* [Consignes] Renvoyez à l'identique la partie du matériel qui s'ouvre sur sa première ligne et se termine par la ligne contenant "top-left (46, 348), bottom-right (448, 483)", cette dernière comprise.

* [Matériel de travail]
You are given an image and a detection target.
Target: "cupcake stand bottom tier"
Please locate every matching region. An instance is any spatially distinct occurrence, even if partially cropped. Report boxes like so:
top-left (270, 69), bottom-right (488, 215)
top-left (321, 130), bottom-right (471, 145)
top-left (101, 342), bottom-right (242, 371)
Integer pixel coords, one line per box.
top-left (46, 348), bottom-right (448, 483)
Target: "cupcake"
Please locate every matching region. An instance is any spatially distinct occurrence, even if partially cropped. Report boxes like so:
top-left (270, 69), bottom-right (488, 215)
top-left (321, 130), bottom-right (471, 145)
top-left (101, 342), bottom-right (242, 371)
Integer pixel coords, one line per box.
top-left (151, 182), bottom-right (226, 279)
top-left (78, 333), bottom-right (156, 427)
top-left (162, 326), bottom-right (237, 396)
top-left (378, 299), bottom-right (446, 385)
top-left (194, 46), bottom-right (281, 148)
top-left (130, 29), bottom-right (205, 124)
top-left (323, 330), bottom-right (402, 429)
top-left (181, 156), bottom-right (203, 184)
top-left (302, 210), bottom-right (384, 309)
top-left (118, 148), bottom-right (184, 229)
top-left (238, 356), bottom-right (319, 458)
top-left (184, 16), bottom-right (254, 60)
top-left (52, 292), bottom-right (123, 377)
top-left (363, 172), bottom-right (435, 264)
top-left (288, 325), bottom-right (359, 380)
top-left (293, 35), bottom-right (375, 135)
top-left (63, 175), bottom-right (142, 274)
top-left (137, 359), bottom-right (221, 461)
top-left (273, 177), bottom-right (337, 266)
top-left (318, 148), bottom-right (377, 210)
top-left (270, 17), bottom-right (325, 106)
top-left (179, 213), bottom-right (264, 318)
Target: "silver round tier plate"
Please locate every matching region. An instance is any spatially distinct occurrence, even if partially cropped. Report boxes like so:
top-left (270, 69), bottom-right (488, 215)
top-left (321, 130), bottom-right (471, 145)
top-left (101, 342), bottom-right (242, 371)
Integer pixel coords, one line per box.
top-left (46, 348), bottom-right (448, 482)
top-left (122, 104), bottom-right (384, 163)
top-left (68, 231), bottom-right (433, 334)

* [Réponse rédigée]
You are given an image and a detection target.
Target: "cupcake stand bottom tier"
Please locate every matching region. An instance is any spatially distinct occurrence, even if partially cropped. Report boxes like so:
top-left (270, 69), bottom-right (488, 215)
top-left (321, 130), bottom-right (471, 145)
top-left (101, 342), bottom-right (242, 371)
Integer pixel coords, one line per box.
top-left (46, 348), bottom-right (448, 483)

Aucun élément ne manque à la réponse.